TASK LIST:
1. Write out everything in the passage about John from "In Caloundra he" down to "other wooden articles.".
2. According to the passage about John, what town did he and Margaret move to after he retired?
3. Carry on the passage about John, picking up after its final sentence.

SELECTED EXCERPT:
────────────────

Rev Bryan Gilmour, well known here at Logan, was to be their minister at Knox, Moorooka, before coming here. During Bryan's time in Moorooka, John was a leader in the Bethel Bible studies which Bryan secured from America. In fact, he was the first Bethel group leader in this country.

After 45 years in a taxing occupation, and at 60 years of age, John retired and he and Margaret, (known to most the family now as Nanna) moved to Caloundra. In the church there they were both active again. John was, of course, the leading tenor in the choir, often taking the solo part. He served as an Elder and in many other ways.

In Caloundra he got to do the things he loved. He was able to garden, fish, and potter in his work shop out the back making those indestructible tables and other wooden articles.

He was not one for complicated pleasures. But he took pleasure in many things. All his life he seemed to love nothing more than to be in his own home, eating Nanna's meals and being with the family.  He didn't particularly like going out to restaurants or the cinema or going anywhere that took him away from his garden and his home. In fact, I remember the first time Judy and I took him to a restaurant for lunch and his genuine shock at the ridiculous prices they charged for a sandwich! And it wasn't even as nice as one Nanna would have made!

When Judy was small she remembers him sitting in his favourite lounge chair playing himself at chess. I guess he won. He was a voracious reader and was never far from his book. The book and reading glasses beside his lounge chair-these were familiar symbol's of his life.

John was also a great tease. Every child living in or visiting the Beeston house was in imminent danger of being startled by a stealthily delivered poke. When John entered the room, we used to joke, “Wanna see a small child walk on the ceiling?” Judy says he had a way of silently sneaking up behind her when she was practising the piano. Judy would sense his ominous presence with a start and let out a scream. Then he would grin and swagger off, giggling like the cartoon dog, Muttley.

────────────────

RECORD SET:
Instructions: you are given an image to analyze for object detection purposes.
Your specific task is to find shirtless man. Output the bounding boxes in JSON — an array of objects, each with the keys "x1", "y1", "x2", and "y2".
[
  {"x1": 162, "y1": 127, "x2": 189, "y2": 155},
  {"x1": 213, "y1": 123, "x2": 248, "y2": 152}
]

────────────────

ANSWERS TO THE PROBLEMS:
1.
In Caloundra he got to do the things he loved. He was able to garden, fish, and potter in his work shop out the back making those indestructible tables and other wooden articles.

2. Caloundra

3.
One of the odd things about John's ability with his hands, was the fact that he was born with a disability. Not that you would really ever notice, but his left arm was restricted in its movement. The result, so they say, of being a big baby of a small mother. It's rather absurd to call this a disability, because it never seemed to any of us to curb his ability to do anything he wanted to. He could still catch a cricket ball on either side of his body. He just worked out how to do it with his right hand on both sides. And he built a couple of houses in Caloundra pretty much by himself.

He used to paint the whole house from top to bottom every few years all by himself, climbing ladders fearlessly and falling off them from time to time, too. Nanna got used to hearing bangs and crashes when he was working like this. He would fall, pick himself up and start to whistle. The whistle was the signal that he was okay.  One time in Caloundra he got down from the ladder and left his little toe behind, caught in the ladder.  He just called out to Nanna and she had to drive him to the hospital.  He took the toe with him but they were unable to put it back on.  He put it in a bottle. So then had more ammunition with which to tease his children and grandchildren. He would enter the room carrying a little vegemite jar with a wicked grin and say “Have you seen my toe?”

John has already been missed for a few years now.  About 7 years ago, it was clear that his memory was failing and John and Nanna moved into Yurana. The family realised he had dementia a few years ago when he stopped recognising us. The saddest thing was watching him endlessly walking around the garden at the Unit not knowing what to do next and not knowing a weed from a plant. Forgetting where you put the keys is a normal senior moment, but forgetting what the keys are for is dementia.

For those of us lucky enough to have known John during the 20th century, we remember him quite differently from these last few years. As we should.

So there's one more strong tenor in an angelic choir, and now no shortage of good coffee tables in heaven. I'll give the last words to his oldest son, Graham, who yesterday wrote “we are assured that the old fella is now in the hands of the Lord he loved and served.”